> _Objective_
Arrange the items below, covering only the stretch from the line containing "Expected behaviour: for every instance of the blond" through the line containing "x=226 y=303", as a two-column CSV with the header input,output and one row per item. Put each item's text and its answer in their own quoted fields, replace line breaks with spaces, and leave the pictures out.

> _Material for this exercise_
— START —
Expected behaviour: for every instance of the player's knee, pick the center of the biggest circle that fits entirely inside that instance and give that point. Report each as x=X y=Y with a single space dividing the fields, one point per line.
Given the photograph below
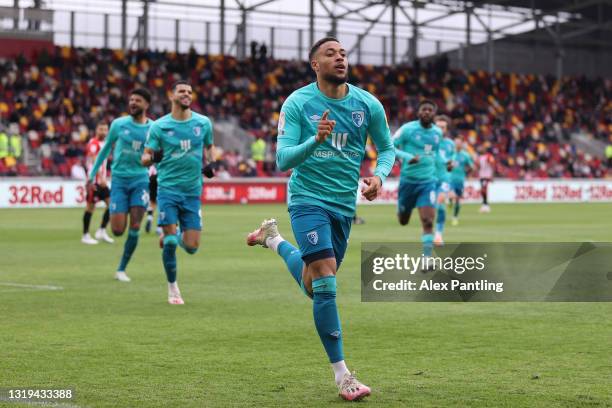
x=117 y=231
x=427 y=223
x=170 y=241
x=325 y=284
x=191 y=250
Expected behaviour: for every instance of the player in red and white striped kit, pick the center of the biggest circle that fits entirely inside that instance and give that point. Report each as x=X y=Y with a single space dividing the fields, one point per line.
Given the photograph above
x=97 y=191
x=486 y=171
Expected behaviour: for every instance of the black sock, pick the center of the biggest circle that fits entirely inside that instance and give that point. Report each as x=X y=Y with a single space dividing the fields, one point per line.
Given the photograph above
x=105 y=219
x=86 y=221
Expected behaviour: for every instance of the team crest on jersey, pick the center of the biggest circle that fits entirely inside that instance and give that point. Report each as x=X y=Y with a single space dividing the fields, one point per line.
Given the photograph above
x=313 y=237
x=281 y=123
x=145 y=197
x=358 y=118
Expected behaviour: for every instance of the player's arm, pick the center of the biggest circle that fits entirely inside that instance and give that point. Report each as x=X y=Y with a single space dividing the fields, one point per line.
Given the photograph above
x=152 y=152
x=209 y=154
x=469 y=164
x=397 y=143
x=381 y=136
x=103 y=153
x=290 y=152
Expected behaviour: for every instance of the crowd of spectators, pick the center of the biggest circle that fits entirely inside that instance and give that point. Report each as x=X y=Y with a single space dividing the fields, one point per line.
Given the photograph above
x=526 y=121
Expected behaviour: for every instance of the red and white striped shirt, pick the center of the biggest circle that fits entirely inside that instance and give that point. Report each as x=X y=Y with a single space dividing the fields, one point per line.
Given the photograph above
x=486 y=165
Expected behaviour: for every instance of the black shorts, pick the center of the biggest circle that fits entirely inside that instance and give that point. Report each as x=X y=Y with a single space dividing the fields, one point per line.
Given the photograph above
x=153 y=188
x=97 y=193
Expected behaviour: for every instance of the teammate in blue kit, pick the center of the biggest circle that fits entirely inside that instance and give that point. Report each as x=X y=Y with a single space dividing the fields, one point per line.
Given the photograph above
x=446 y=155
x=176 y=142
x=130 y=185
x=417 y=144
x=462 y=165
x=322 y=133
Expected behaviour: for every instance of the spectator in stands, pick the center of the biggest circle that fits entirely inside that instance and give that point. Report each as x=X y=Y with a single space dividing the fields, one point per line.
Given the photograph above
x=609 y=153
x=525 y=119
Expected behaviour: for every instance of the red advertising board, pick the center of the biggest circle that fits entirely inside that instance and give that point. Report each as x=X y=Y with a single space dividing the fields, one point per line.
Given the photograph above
— END —
— START —
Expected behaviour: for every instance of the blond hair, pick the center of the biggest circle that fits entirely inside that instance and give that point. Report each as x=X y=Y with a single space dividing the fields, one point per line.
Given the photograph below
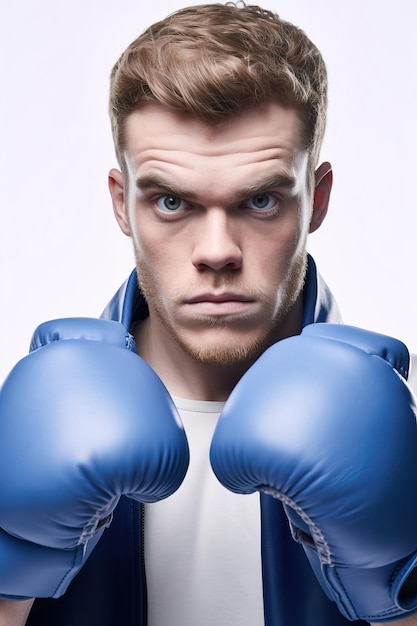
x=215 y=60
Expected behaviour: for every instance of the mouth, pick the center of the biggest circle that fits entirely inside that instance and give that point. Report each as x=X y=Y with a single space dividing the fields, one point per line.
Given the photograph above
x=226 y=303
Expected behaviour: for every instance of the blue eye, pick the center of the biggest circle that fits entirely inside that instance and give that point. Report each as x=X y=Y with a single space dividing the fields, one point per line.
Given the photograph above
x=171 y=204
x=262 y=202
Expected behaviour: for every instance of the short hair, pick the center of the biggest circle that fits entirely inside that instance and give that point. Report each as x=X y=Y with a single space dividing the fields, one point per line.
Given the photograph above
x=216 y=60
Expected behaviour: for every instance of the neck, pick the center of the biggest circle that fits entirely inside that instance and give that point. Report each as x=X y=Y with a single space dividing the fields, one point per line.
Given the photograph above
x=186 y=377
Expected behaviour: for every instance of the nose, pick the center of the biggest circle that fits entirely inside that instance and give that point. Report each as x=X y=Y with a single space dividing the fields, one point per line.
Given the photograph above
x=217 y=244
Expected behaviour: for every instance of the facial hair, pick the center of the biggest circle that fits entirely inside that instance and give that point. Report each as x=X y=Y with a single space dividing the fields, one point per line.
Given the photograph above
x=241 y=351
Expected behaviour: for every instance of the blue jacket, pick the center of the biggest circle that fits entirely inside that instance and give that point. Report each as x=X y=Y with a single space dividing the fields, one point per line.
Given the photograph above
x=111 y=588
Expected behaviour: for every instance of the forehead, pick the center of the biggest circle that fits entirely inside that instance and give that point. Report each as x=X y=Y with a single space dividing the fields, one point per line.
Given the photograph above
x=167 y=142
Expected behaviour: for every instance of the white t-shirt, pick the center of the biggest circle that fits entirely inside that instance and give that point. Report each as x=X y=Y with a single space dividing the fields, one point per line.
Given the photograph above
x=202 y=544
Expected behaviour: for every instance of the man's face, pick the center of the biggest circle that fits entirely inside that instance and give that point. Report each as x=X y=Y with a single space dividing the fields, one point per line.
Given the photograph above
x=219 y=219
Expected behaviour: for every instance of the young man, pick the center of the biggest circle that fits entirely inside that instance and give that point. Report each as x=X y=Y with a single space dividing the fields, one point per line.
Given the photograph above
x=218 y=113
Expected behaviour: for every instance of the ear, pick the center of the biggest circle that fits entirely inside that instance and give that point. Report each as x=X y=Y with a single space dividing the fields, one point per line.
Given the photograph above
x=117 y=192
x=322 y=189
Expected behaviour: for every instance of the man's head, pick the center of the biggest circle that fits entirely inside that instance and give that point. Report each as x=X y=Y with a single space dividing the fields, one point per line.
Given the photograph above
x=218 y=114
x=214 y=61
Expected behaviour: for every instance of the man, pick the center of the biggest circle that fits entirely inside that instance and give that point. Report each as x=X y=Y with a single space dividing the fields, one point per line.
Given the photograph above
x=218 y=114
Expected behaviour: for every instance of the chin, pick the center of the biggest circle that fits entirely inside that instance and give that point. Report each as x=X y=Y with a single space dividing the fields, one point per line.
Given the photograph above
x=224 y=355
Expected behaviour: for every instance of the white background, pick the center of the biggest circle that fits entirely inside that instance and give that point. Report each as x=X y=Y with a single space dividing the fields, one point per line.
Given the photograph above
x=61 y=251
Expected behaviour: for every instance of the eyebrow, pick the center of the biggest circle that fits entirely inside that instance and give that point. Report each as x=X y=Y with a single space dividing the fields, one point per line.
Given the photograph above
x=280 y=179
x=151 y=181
— END —
> _Task output_
input,output
"Expected behaviour: for every instance of the blond hair, pick the center of the biggest circle that fits entirely inside that instance and give that point. Report each as x=X y=Y with a single space dividing the fields, one point per line. Given the photograph below","x=215 y=60"
"Expected behaviour: for every instance of the mouth, pick the center of the biggest circle that fits entirely inside that instance and give that point. Report each as x=X y=Y with a single space dividing the fields, one point per line. Given the photograph above","x=226 y=303"